• [About this task]: Line by line, set down the records exactly as they appear below.

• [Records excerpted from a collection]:
* * * * *
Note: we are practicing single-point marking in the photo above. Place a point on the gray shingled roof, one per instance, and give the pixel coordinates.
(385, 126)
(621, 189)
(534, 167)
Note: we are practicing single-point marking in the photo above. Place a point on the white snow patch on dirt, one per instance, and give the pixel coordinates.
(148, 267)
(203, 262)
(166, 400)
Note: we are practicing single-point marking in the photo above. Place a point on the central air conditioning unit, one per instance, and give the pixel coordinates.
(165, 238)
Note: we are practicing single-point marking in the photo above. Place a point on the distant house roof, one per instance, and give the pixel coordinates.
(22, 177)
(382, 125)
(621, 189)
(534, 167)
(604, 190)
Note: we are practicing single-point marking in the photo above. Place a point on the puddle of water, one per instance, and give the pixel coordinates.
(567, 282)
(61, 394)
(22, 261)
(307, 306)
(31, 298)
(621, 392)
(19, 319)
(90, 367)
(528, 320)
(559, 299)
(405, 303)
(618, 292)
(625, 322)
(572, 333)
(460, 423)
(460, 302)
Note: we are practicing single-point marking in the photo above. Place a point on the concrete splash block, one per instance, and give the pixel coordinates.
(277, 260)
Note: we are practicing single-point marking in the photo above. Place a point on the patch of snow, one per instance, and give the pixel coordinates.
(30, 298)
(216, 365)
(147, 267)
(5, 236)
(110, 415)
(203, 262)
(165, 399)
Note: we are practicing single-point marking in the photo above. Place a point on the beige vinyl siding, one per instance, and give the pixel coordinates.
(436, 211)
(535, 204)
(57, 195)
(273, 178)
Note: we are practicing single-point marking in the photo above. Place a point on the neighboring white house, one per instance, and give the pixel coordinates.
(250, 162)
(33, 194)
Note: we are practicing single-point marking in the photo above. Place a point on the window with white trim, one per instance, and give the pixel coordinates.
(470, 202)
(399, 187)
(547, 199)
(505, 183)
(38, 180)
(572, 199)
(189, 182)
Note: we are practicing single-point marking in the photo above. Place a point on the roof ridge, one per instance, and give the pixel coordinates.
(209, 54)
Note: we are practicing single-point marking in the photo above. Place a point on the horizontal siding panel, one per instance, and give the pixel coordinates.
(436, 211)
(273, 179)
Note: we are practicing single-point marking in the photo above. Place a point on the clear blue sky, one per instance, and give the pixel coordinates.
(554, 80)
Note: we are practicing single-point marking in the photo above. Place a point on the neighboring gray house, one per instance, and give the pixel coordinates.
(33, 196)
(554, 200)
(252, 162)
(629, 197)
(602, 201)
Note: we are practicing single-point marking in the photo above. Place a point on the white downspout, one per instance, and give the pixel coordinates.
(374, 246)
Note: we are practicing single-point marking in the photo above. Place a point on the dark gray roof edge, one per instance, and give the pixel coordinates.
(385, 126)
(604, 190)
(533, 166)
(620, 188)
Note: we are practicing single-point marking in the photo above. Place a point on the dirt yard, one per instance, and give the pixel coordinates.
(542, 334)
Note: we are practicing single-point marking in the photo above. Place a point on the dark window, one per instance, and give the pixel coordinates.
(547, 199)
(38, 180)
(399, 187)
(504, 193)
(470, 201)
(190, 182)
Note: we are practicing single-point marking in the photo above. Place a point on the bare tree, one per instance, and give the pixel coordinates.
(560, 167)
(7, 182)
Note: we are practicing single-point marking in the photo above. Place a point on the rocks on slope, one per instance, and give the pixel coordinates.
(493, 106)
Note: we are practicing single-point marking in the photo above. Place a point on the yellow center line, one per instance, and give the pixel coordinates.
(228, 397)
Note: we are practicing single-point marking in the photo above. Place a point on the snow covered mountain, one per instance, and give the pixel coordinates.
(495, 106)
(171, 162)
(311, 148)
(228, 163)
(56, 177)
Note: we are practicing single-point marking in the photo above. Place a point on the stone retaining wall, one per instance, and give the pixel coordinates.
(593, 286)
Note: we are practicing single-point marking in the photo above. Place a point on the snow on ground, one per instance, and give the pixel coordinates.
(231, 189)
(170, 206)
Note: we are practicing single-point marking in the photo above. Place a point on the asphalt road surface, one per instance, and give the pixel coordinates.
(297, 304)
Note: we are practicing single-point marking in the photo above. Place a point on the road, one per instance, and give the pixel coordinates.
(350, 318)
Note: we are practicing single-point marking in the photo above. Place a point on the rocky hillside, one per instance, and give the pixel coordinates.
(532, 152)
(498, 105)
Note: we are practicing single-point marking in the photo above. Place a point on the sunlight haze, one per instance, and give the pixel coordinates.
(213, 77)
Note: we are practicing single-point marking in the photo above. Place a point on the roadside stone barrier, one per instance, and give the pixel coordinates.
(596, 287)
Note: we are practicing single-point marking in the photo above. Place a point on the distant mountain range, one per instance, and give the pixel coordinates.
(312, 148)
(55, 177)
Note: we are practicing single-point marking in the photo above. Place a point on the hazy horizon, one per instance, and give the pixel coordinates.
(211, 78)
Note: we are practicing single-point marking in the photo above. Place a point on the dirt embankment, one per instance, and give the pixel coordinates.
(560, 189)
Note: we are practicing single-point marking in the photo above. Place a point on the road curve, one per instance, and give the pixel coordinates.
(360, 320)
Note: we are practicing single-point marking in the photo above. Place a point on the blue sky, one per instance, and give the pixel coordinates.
* * * * *
• [Answer to this problem]:
Note: we are practicing single-point marking in the photo above. Place a point on the gray shingled roof, one per instance, and give the pixel coordinates.
(385, 126)
(621, 189)
(534, 167)
Note: we are practicing single-point marking in the photo above. Place a point on the white snow patch on dirt, one per instance, and give the pixel coordinates.
(148, 267)
(203, 262)
(166, 400)
Note: we are practicing single-point marking in the photo above. Place a point on the central air conditioning unit, one per instance, and give the pixel coordinates.
(165, 238)
Note: we are practicing single-point marking in the photo above. Place a point on the distant house roof, one per instance, and give the pixel coordinates.
(22, 177)
(382, 125)
(621, 189)
(534, 167)
(604, 190)
Note: we are practicing single-point marking in the photo above. Place a point on the puddle of water, one per instance, and give the pixel coordinates.
(567, 282)
(61, 394)
(22, 261)
(307, 306)
(31, 298)
(621, 392)
(19, 319)
(90, 367)
(528, 320)
(559, 299)
(405, 303)
(618, 292)
(625, 322)
(572, 333)
(460, 423)
(460, 302)
Note: we are practicing single-point marking in the photo above. Place a point on the concrete splash block, one per instance, and give the pixel coordinates.
(277, 260)
Note: we are practicing single-point marking in the photo above. Place a point on the patch of snow, one per instance, and give the pixel coordinates.
(30, 298)
(216, 365)
(147, 267)
(5, 236)
(110, 415)
(203, 262)
(165, 399)
Note: we are practicing single-point marking in the photo above. Place a point on the beige vinyl siding, one per instance, and give the pixel coordinates.
(436, 211)
(535, 204)
(57, 195)
(273, 178)
Note: we are practicing single-point marking in the photo above. Place a point on the neighboring white house, one per instance, and give the pixel coordinates.
(250, 162)
(33, 194)
Note: we are practicing single-point marking in the photo above. Place a point on the window with white trim, one per instance, and give the pixel coordinates.
(470, 202)
(399, 187)
(547, 199)
(505, 183)
(38, 180)
(572, 199)
(189, 182)
Note: we are practicing single-point marking in the photo above. Place a point on the roof ridge, one per instance, and give the pixel coordinates.
(209, 54)
Note: we are practicing single-point marking in the photo above. Place a point on the horizontal siding panel, one per instance, and give the pixel coordinates.
(436, 211)
(273, 179)
Note: we are practicing single-point marking in the photo above. Place a point on the clear blue sky, one per instance, and give the pixel coordinates.
(554, 80)
Note: we are practicing single-point marking in the photo above. Place a point on the neighboring gray house, one per instance, and give the pixel coordinates.
(33, 196)
(554, 200)
(252, 162)
(629, 197)
(602, 201)
Note: we are practicing single-point marking in the photo above. Place a point on the white downspout, one per instance, and give the pixel coordinates.
(374, 246)
Note: we are practicing single-point marking in the photo above. Place a point on the dark gray roof edge, one per instance, and give the pixel coordinates.
(385, 126)
(604, 190)
(533, 166)
(620, 188)
Note: we are practicing single-point marking in the photo above. Place a point on the dirt yard, one per instance, and give the pixel coordinates.
(542, 334)
Note: we are practicing single-point marking in the photo above. Place a point on the dark window, one per instance, and give the pixel coordinates.
(547, 199)
(38, 180)
(399, 187)
(504, 193)
(470, 201)
(190, 182)
Note: we are practicing single-point marking in the photo above. Place a point on the bare tree, one per instance, and give the pixel coordinates.
(560, 167)
(7, 182)
Note: we are practicing single-point marking in the photo above. Place a point on the rocks on slope, one per instance, and give the pixel coordinates.
(493, 106)
Note: we are practicing single-point marking in the photo above. Place a point on the yellow center line, one per instance, and give the pixel coordinates.
(228, 397)
Note: we are practicing single-point marking in the photo above. Place a point on the snow covered mountain, one per instance, and give the pixel coordinates.
(495, 106)
(171, 162)
(311, 148)
(228, 163)
(56, 177)
Note: we are practicing single-point marking in the photo above. Place a point on the stone retaining wall, one per instance, and give the pixel coordinates.
(593, 286)
Note: we are practicing single-point marking in the photo above. Place a point on the snow on ground, one per instance, and give the pixel coordinates.
(231, 189)
(170, 206)
Note: we are practicing single-point marking in the photo above. Place a point on the asphalt road surface, one per instance, and give the pixel coordinates.
(297, 304)
Note: we are practicing single-point marking in the photo above. Place a point on the road, one per instance, and give the pixel coordinates.
(350, 318)
Note: we are practicing single-point marking in the photo above. Place a point on the rocky hillside, one per instance, and give the pixel coordinates.
(532, 152)
(498, 105)
Note: we are practicing single-point marking in the photo above. Place a point on the sunlight haze, one per instance, and give the pixel coordinates.
(213, 77)
Note: we are practicing single-point marking in the photo above. Place a point on the roadside stone barrier, one per instance, and give the pixel coordinates.
(596, 287)
Note: we are practicing single-point marking in the photo above. Place a point on the distant mountain range, one per instance, and give the pixel coordinates.
(312, 148)
(55, 177)
Note: we are practicing single-point marking in the photo above. Place a point on the hazy horizon, one per instance, and give the pixel coordinates.
(211, 78)
Note: we are practicing single-point marking in the photo above. Place a point on the dirt embankment, one per instance, and give the pixel coordinates.
(560, 189)
Note: we are practicing single-point marking in the photo above. Place a point on the road curve, one per instance, and give the pixel coordinates.
(360, 320)
Note: we are practicing single-point marking in the photo above. Place a point on the blue sky, one per instance, and give the pixel coordinates.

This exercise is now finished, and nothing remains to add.